### Given exercise
Please tally how many lines in the rows below contain the word "shown", and reply with only that number.

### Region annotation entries

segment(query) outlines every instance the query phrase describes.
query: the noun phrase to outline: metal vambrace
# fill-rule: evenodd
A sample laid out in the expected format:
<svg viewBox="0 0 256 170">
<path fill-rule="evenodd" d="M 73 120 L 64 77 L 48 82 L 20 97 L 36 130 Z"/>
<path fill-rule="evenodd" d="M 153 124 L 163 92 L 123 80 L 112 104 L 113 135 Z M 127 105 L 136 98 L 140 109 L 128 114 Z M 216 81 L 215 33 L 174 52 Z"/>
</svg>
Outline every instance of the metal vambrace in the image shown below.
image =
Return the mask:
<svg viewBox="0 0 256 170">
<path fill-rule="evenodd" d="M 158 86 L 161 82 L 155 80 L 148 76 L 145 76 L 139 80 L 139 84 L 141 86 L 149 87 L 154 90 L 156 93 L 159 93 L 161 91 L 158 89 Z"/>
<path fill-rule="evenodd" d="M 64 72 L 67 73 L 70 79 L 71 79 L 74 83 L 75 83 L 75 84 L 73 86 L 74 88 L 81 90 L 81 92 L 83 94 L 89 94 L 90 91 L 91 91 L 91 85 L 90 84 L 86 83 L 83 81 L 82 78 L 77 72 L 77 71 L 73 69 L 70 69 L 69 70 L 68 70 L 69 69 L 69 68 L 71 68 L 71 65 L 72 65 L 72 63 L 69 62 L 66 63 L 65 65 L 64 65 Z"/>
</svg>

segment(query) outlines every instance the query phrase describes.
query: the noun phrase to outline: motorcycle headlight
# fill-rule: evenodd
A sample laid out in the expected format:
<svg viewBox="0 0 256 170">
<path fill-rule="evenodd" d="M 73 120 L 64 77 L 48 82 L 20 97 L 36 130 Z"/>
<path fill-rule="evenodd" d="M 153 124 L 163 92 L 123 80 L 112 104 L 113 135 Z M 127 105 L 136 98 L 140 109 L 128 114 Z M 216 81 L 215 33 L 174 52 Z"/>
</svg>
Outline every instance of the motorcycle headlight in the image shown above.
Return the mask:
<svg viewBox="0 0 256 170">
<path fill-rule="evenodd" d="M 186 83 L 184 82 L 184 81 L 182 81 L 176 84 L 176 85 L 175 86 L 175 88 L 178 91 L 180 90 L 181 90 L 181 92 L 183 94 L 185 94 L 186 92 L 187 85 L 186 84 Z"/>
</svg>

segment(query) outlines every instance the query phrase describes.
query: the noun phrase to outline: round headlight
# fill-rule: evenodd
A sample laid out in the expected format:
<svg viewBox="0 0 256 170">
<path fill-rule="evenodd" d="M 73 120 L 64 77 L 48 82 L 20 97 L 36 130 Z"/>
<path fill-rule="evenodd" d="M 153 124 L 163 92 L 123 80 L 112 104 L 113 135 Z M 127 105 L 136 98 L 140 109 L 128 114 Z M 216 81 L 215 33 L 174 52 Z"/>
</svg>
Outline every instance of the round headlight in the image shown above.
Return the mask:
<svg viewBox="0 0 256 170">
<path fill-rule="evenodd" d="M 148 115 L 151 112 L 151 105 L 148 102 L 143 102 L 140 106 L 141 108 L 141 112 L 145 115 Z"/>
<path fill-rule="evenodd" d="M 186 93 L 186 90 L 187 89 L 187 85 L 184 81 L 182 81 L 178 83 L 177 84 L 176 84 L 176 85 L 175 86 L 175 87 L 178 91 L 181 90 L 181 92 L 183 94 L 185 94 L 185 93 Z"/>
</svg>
...
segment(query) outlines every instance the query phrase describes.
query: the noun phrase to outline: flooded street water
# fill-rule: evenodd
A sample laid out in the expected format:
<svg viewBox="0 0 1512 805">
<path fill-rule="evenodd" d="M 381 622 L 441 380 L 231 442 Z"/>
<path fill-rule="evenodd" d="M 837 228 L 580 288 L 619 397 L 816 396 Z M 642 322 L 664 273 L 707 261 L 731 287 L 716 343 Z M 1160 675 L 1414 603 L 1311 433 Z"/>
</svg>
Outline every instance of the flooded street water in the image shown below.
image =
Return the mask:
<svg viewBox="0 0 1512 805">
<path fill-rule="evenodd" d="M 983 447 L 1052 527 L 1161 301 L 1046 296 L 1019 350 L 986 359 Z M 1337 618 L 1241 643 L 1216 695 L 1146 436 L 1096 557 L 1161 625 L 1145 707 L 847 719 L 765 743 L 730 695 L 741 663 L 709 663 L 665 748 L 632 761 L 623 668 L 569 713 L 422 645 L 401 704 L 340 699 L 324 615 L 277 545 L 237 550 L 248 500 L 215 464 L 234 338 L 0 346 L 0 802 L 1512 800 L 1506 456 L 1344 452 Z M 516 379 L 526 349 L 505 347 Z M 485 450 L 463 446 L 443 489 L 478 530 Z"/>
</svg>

### Task solution
4